## Passage shown
YOUNG CHILDREN are getting fat on a fast food diet and inadequate exercise; this because they are getting hooked on video games which do not require strenuous activity. Both habits are copied from the American lifestyle favoured by many young people.
The heightened obesity levels have been found in a UWI study done in collaboration with the Ministry of Health in the areas of recreation and nutrition.
The study involved children ages 11 to 12. It found that consumption of foods high in fat and low in vitamins, the common fare in many fast food establishments, in combination with inadequate physical exercise is leading to overweight.
The video games are obviously habit-forming and, as a form of recreation, are easily accessible in an urban setting, in contrast to the paucity of outdoor playing fields. The fast foods rarely approach the nutrition levels experts in the field would recommend.
To counter the trend the Jamaica Foundation for Cardiac Disease has launched a 'Heart for Life' campaign aimed at improving nutrition and more physical activity among children.

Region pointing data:
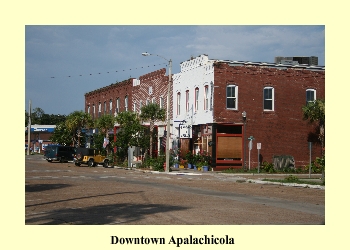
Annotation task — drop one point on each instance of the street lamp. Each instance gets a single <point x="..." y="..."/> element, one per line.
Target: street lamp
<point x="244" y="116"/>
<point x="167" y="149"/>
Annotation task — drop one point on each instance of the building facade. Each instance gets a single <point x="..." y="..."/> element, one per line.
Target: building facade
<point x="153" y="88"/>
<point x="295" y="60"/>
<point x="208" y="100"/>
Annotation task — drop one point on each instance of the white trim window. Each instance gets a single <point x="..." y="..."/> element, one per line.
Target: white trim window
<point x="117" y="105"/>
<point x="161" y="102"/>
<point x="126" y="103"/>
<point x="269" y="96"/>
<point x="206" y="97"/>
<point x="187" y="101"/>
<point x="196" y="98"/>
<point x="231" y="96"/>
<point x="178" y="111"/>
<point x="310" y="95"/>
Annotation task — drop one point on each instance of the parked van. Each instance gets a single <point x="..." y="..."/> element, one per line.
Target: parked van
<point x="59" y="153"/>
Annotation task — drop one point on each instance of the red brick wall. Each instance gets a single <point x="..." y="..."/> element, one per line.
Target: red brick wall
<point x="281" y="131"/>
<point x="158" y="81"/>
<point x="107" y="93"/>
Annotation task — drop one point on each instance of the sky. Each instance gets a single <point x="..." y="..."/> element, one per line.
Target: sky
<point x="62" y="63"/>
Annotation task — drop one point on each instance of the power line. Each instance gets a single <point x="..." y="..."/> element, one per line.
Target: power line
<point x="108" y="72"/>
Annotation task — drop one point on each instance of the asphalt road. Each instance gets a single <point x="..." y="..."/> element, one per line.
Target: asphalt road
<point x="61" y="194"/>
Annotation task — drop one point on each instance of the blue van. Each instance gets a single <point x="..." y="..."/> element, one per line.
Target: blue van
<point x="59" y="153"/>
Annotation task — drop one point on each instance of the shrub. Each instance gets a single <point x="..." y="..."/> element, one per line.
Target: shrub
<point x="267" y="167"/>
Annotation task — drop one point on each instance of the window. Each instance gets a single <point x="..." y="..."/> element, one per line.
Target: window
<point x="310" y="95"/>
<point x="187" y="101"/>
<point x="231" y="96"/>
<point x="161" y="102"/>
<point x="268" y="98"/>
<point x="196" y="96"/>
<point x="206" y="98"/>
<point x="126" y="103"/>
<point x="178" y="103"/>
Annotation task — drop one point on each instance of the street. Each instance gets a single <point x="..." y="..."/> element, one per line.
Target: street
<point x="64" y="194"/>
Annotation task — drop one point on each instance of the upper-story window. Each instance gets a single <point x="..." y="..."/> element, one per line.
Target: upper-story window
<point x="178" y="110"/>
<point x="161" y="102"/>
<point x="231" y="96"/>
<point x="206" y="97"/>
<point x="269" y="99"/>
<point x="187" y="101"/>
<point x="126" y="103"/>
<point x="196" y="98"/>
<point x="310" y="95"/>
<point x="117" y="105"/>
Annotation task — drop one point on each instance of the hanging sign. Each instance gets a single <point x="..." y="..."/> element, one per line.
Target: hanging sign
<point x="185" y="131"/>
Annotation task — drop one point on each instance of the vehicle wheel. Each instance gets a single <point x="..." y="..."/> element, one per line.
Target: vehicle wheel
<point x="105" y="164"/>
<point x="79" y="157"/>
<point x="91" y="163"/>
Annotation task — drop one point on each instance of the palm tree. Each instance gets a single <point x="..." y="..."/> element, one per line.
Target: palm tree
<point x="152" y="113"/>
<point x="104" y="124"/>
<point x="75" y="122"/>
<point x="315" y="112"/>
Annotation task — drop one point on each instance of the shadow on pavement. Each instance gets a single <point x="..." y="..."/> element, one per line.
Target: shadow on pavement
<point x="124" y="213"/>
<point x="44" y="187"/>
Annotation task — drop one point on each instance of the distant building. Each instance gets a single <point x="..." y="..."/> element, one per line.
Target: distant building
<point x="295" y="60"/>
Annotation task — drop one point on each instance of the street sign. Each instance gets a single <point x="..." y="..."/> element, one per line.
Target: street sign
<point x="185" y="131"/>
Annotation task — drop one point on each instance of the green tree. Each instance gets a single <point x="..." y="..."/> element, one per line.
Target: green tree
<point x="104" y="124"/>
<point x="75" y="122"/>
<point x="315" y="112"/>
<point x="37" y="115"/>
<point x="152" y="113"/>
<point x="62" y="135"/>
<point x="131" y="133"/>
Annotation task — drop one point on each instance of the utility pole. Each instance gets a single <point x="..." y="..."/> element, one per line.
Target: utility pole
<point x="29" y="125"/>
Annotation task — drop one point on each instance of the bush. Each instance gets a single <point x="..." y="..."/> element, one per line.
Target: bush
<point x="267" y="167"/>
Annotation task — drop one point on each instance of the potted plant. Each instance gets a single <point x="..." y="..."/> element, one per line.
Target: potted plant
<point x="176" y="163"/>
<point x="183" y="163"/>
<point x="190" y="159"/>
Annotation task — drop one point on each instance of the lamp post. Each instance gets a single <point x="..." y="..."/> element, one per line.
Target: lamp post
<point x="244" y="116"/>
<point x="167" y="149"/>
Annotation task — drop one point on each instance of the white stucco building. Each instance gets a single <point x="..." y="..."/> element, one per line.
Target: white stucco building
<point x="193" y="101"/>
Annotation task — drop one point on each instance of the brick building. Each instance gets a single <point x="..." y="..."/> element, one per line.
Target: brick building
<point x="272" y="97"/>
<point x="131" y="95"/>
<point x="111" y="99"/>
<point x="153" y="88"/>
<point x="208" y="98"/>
==
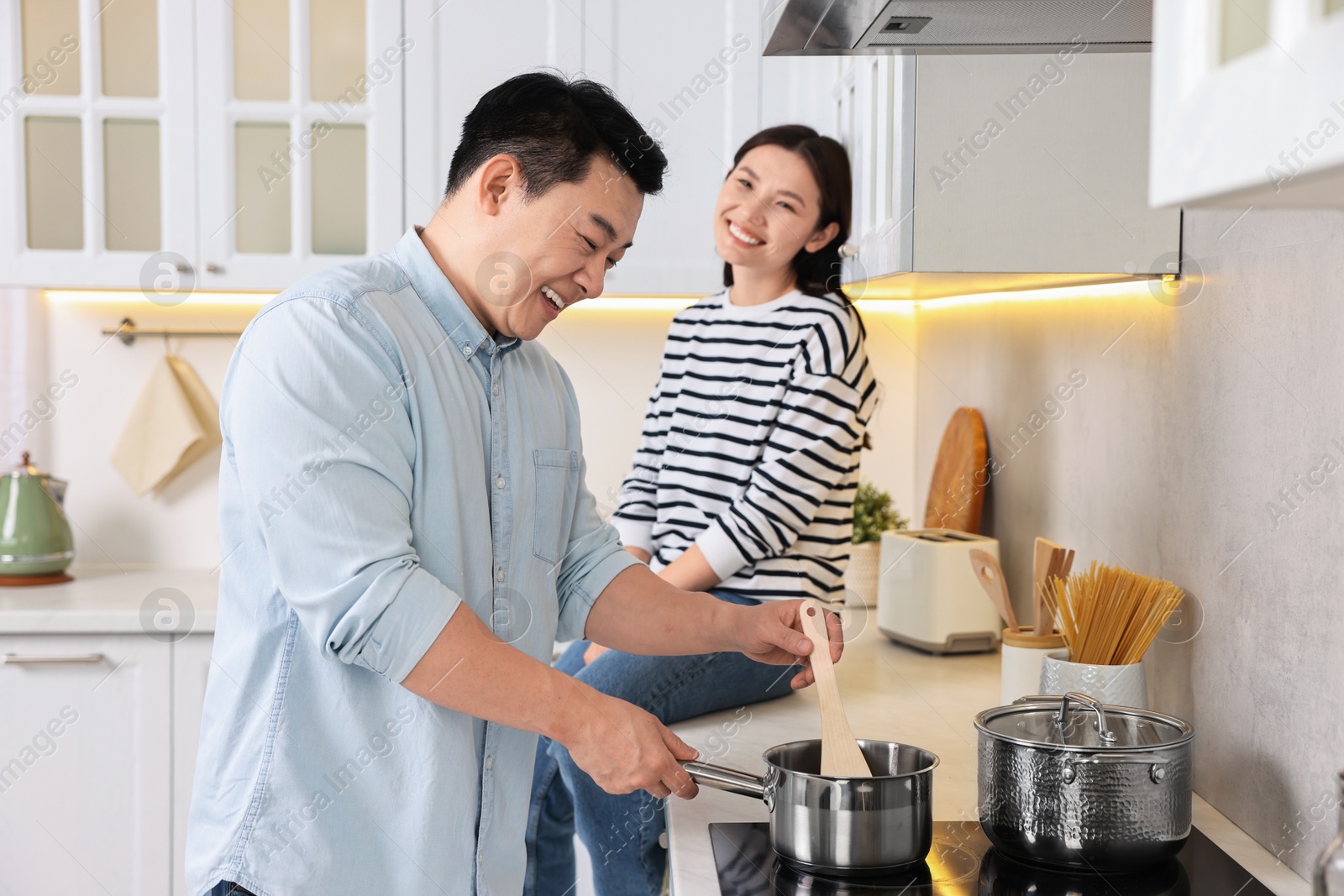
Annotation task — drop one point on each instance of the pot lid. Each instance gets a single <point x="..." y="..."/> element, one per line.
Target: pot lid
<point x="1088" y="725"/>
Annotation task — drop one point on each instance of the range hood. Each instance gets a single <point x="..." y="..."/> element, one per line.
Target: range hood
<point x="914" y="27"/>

## Questions on the material
A - In the article on child obesity, retype the passage word for word, beginning at the words "The heightened obesity" and stopping after "field would recommend.".
B - Answer these questions from the article on child obesity:
(i) What ages were the children in the study?
(ii) The UWI study was done in collaboration with which body?
(iii) What is the name of the campaign launched by the Jamaica Foundation for Cardiac Disease?

## Task-by-task solutions
A -
The heightened obesity levels have been found in a UWI study done in collaboration with the Ministry of Health in the areas of recreation and nutrition.
The study involved children ages 11 to 12. It found that consumption of foods high in fat and low in vitamins, the common fare in many fast food establishments, in combination with inadequate physical exercise is leading to overweight.
The video games are obviously habit-forming and, as a form of recreation, are easily accessible in an urban setting, in contrast to the paucity of outdoor playing fields. The fast foods rarely approach the nutrition levels experts in the field would recommend.

B -
(i) 11 to 12
(ii) The Ministry of Health
(iii) 'Heart for Life'